Assigned task: Copy out each line featuring the string "below" from the entries beneath.

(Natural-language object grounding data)
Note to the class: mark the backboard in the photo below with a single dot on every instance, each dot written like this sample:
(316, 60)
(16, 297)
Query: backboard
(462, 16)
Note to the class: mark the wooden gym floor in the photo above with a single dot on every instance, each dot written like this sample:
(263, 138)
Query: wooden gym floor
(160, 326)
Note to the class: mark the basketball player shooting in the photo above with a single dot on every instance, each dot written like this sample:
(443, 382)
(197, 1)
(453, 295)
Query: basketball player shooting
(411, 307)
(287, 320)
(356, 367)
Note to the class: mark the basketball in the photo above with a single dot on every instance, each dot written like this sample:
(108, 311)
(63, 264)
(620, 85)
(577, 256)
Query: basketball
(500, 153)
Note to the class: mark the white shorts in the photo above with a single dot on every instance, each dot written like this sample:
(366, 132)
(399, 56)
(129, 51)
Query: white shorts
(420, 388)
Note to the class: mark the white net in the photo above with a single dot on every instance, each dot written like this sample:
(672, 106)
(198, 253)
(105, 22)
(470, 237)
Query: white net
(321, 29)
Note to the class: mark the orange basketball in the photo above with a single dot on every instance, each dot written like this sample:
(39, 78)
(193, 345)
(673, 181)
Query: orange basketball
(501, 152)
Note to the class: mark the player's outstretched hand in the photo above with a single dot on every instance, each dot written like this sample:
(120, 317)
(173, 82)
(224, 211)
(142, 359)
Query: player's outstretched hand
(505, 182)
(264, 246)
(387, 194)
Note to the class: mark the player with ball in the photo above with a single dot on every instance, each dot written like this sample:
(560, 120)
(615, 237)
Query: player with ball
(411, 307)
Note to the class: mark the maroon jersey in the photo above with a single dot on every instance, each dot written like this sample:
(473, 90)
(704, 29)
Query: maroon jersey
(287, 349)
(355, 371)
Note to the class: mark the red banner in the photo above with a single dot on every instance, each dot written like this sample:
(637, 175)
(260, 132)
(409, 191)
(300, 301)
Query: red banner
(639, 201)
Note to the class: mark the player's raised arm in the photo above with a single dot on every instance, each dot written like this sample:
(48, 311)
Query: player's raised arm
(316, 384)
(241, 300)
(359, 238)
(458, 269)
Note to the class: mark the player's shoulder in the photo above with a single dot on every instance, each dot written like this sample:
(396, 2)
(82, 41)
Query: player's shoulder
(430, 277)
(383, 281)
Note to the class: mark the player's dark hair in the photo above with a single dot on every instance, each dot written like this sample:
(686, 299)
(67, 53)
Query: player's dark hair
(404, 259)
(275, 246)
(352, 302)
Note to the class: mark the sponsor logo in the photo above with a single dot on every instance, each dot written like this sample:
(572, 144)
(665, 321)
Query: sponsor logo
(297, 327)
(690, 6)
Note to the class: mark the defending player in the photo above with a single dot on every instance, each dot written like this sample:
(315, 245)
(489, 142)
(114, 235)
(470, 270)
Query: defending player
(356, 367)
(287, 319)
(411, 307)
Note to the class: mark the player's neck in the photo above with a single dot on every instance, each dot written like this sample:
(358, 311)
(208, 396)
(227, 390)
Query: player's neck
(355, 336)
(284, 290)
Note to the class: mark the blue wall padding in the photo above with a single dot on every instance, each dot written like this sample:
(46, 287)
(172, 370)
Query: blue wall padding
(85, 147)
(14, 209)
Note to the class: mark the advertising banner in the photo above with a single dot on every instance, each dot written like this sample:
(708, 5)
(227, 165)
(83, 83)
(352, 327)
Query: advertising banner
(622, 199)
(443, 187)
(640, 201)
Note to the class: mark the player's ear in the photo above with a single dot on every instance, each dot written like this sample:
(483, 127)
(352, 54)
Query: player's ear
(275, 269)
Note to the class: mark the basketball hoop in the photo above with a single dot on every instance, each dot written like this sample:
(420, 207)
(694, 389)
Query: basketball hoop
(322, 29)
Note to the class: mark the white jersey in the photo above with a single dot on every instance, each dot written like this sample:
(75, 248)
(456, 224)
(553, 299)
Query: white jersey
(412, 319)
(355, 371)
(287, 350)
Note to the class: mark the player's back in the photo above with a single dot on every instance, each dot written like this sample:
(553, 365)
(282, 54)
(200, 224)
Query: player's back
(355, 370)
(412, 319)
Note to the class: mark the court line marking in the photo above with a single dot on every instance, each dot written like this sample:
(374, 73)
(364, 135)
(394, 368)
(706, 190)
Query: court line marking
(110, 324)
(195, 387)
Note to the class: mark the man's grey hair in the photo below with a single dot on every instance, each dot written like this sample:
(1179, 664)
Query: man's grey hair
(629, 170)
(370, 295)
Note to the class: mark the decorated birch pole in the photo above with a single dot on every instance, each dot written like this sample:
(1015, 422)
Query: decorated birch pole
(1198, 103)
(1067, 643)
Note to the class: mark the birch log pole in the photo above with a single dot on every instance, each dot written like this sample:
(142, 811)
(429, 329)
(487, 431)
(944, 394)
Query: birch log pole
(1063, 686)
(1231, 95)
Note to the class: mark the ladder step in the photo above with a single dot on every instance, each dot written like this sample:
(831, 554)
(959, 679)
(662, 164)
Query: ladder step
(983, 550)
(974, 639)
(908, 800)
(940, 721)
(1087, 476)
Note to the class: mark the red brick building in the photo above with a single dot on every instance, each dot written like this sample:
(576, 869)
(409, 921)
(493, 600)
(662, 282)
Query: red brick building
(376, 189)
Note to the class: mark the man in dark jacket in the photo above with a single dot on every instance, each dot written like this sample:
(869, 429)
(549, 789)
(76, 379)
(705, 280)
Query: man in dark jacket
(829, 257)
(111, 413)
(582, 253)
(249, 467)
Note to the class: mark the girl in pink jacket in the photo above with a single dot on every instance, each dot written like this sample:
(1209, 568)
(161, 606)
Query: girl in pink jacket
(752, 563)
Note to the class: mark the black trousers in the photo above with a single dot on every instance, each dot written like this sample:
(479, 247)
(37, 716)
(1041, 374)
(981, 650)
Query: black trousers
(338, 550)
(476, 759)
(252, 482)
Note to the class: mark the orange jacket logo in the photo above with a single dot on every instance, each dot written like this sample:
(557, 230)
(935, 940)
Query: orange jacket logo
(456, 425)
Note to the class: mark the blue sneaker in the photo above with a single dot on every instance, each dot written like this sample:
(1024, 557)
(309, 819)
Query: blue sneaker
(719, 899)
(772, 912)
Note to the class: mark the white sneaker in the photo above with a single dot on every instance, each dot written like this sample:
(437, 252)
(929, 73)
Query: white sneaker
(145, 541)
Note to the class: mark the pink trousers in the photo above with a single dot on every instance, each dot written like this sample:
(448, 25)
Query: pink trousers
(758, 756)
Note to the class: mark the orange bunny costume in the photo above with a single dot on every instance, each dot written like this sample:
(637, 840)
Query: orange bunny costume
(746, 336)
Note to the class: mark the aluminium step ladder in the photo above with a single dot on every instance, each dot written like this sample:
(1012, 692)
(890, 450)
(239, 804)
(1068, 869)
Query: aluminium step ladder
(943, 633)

Answer for this exercise:
Note to the class: mark the backboard in the photo below with a single dot on every instance, each dot written like this sample:
Note to the class: mark the man's grey hair in the photo below with a single dot on every instance, each dot written like this sample:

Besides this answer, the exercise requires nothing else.